▶ Exercise prompt:
Starting with the line that holds "A single pin marks each instance of the blurred", copy out each remaining line of the listing below, up to and including the last one, and include nothing else.

-- Begin Data extract --

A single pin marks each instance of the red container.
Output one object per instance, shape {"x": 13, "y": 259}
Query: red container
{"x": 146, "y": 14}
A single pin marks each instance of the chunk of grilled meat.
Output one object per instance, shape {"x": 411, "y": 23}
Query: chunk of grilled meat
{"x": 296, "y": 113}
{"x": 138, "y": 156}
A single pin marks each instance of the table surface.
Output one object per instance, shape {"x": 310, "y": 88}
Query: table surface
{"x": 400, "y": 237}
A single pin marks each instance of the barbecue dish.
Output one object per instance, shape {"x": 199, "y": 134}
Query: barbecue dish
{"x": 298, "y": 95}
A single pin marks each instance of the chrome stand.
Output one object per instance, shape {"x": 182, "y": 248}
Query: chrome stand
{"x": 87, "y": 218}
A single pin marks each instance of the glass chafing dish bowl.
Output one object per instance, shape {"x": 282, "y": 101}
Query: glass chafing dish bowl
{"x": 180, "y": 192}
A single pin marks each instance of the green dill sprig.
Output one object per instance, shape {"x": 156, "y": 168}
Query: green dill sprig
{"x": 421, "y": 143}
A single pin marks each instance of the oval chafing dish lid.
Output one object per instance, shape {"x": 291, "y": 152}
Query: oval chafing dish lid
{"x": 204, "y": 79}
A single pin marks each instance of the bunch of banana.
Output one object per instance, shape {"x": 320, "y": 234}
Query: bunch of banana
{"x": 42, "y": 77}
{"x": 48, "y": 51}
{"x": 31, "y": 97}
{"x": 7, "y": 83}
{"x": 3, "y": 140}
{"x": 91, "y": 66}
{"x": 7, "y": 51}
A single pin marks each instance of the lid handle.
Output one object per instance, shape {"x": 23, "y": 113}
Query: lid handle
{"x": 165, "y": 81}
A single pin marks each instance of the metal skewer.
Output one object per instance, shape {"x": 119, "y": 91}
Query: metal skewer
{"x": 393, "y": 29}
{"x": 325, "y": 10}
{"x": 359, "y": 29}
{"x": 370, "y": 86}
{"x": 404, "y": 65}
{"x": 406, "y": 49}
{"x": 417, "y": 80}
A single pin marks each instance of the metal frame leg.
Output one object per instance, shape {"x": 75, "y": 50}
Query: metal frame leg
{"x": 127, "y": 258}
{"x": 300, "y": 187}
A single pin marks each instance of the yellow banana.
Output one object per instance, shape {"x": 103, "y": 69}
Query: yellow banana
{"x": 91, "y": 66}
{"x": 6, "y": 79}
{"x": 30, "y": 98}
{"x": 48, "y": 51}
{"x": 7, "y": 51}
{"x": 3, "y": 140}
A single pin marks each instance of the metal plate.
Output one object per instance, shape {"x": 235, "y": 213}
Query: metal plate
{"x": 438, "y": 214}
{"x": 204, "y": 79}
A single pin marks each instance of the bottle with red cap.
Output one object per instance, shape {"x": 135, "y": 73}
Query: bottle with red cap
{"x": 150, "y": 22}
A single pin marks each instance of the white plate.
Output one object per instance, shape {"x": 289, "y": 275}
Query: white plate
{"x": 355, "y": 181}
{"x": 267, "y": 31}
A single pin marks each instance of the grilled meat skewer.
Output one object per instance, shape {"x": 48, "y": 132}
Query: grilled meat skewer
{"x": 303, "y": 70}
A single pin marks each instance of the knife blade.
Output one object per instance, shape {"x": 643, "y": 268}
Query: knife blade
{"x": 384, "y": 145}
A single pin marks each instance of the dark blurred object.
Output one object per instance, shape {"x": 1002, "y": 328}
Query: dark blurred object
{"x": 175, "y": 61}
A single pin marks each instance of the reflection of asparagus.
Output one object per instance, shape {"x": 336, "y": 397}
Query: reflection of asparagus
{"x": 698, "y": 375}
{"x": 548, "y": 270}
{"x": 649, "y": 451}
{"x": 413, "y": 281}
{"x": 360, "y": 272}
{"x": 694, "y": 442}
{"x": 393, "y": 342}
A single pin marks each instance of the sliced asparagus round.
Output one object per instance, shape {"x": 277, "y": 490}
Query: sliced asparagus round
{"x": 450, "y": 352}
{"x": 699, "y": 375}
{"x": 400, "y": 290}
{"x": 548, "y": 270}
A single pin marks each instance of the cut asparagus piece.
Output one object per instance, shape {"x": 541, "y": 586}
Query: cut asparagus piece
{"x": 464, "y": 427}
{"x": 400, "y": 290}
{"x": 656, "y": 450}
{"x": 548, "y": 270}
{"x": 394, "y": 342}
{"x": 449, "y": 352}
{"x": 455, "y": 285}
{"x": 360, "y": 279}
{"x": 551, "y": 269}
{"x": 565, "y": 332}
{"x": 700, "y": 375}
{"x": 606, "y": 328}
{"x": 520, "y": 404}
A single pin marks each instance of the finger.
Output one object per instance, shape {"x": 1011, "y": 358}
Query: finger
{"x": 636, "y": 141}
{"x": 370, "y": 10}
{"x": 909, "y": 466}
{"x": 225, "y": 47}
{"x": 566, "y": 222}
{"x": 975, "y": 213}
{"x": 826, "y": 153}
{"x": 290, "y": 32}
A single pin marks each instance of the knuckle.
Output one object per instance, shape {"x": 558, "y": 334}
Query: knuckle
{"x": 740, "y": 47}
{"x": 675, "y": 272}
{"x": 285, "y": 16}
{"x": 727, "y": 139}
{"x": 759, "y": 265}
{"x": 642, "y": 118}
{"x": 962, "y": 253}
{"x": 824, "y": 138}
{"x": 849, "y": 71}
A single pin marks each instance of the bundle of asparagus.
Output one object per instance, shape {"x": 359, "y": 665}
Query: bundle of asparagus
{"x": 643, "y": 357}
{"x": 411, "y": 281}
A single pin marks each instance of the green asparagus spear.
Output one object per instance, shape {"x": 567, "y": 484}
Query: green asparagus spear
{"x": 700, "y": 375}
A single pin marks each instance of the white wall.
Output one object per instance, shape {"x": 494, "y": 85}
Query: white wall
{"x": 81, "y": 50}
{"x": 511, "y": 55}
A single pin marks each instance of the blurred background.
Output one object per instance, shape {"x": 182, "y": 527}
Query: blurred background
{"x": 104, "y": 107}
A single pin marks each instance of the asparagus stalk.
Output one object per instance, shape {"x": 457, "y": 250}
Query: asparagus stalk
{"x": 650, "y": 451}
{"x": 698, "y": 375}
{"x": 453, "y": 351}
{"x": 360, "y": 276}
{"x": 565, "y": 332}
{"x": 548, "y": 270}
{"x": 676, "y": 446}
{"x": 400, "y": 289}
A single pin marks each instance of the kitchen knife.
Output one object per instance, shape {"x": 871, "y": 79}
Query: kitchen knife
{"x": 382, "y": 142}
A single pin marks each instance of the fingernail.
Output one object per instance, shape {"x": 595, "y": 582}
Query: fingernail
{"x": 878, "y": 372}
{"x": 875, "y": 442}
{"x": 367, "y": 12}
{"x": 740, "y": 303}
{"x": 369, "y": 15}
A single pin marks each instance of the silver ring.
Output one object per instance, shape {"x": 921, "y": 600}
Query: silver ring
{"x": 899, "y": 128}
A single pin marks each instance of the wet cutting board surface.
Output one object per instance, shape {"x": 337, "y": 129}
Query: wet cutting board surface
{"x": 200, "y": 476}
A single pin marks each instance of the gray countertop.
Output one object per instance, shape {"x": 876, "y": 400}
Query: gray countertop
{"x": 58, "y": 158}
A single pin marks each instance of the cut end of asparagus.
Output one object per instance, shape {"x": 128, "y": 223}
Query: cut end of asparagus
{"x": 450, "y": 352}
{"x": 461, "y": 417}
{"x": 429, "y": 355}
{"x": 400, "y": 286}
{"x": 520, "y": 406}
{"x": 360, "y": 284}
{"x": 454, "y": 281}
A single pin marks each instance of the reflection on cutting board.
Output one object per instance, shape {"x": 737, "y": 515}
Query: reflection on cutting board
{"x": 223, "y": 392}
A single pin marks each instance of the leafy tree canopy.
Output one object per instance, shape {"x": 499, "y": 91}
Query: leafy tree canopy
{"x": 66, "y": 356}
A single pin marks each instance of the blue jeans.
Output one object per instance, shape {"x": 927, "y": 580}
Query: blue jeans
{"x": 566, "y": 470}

-- End Data extract --

▶ Expected answer:
A single pin marks each instance of the blurred background.
Output one object per instance, shape {"x": 182, "y": 527}
Query: blurred background
{"x": 104, "y": 107}
A single pin marks each instance of the asparagus stalk.
Output one object per instance, shape {"x": 457, "y": 250}
Query: asparagus stalk
{"x": 650, "y": 451}
{"x": 698, "y": 375}
{"x": 453, "y": 351}
{"x": 360, "y": 276}
{"x": 565, "y": 332}
{"x": 548, "y": 270}
{"x": 676, "y": 446}
{"x": 400, "y": 289}
A single pin marks each instance of the kitchen knife.
Output one object per instance, shape {"x": 871, "y": 79}
Query: kitchen knife
{"x": 382, "y": 142}
A single pin marks each instance of the fingernail.
Output one object per instance, shape {"x": 595, "y": 582}
Query: fingernail
{"x": 878, "y": 372}
{"x": 875, "y": 442}
{"x": 367, "y": 12}
{"x": 740, "y": 303}
{"x": 369, "y": 15}
A single pin marks each instance of the silver ring.
Output one object per instance, shape {"x": 921, "y": 600}
Query: silver ring
{"x": 899, "y": 128}
A single pin marks each instance of the wet cutting board surface.
Output one object per instance, shape {"x": 337, "y": 129}
Query: wet cutting board surface
{"x": 200, "y": 476}
A single pin marks each instance of the gray countertop.
Output one object per instance, shape {"x": 876, "y": 400}
Query: gray countertop
{"x": 58, "y": 158}
A single pin marks each instance of the cut end of asparagus.
Output one object per instance, shape {"x": 128, "y": 223}
Query: cut end of asparagus
{"x": 450, "y": 352}
{"x": 461, "y": 417}
{"x": 429, "y": 355}
{"x": 400, "y": 286}
{"x": 520, "y": 406}
{"x": 360, "y": 284}
{"x": 454, "y": 281}
A single pin marks each instance of the reflection on cutting board.
Output one object per instance, shape {"x": 737, "y": 515}
Query: reflection on cutting board
{"x": 223, "y": 392}
A single pin marks each instance of the leafy tree canopy.
Output one object per instance, shape {"x": 499, "y": 91}
Query: leafy tree canopy
{"x": 66, "y": 356}
A single pin marks each instance of the blue jeans.
Output one object per instance, shape {"x": 927, "y": 580}
Query: blue jeans
{"x": 566, "y": 470}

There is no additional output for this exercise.